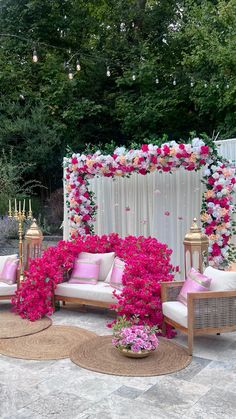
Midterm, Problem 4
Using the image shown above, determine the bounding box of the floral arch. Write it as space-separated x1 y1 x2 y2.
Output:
12 138 236 323
65 138 236 268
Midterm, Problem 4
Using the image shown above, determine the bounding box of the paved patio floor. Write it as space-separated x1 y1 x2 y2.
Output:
0 302 236 419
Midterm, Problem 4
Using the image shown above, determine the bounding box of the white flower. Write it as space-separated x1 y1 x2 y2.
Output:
114 146 126 156
191 137 205 148
204 169 211 176
170 141 178 147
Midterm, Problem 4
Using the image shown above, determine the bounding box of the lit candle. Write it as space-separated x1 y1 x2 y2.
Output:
19 200 21 213
23 199 25 212
29 199 32 212
15 199 17 212
9 199 11 213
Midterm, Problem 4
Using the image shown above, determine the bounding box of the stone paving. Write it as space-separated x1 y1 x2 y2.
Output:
0 301 236 419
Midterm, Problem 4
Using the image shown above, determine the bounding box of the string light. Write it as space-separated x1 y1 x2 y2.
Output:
◇ ◇ ◇ ◇
Please give the data again unaltered, leaving out any images.

Midterm, Problem 4
Using the image shown above, determine the bounding box of the floral arch. Write it as space-separated x1 y1 x2 y2.
Output:
12 138 236 323
65 138 236 268
Midterm, Problem 4
Using the image shown above, determine the bounding box of the paved patio floor. Write it as space-separated x1 y1 x2 y2.
Output:
0 302 236 419
Midterm, Problem 4
Using the image shown above, determine the bounding box of the white flower. Write it as space-separated x1 y1 x2 y2.
Output:
114 146 126 156
191 137 205 148
204 169 211 176
170 141 178 147
Midterm, Problem 4
Using the image shown above, determine the bounding box of the lit candle. Write it as space-separated x1 y1 x2 y2.
Output:
19 200 21 213
23 199 25 212
29 199 32 212
15 199 17 212
9 199 11 213
Midterm, Problem 4
Using the image shown above, determine the bounding box of the stone paving. Write it as space-separated x1 y1 x2 y2.
Output:
0 301 236 419
Midterm, Problem 4
Using the image shown above, determine the bounding box of the string light. Write it as space-separated x1 y1 x2 y2.
Output:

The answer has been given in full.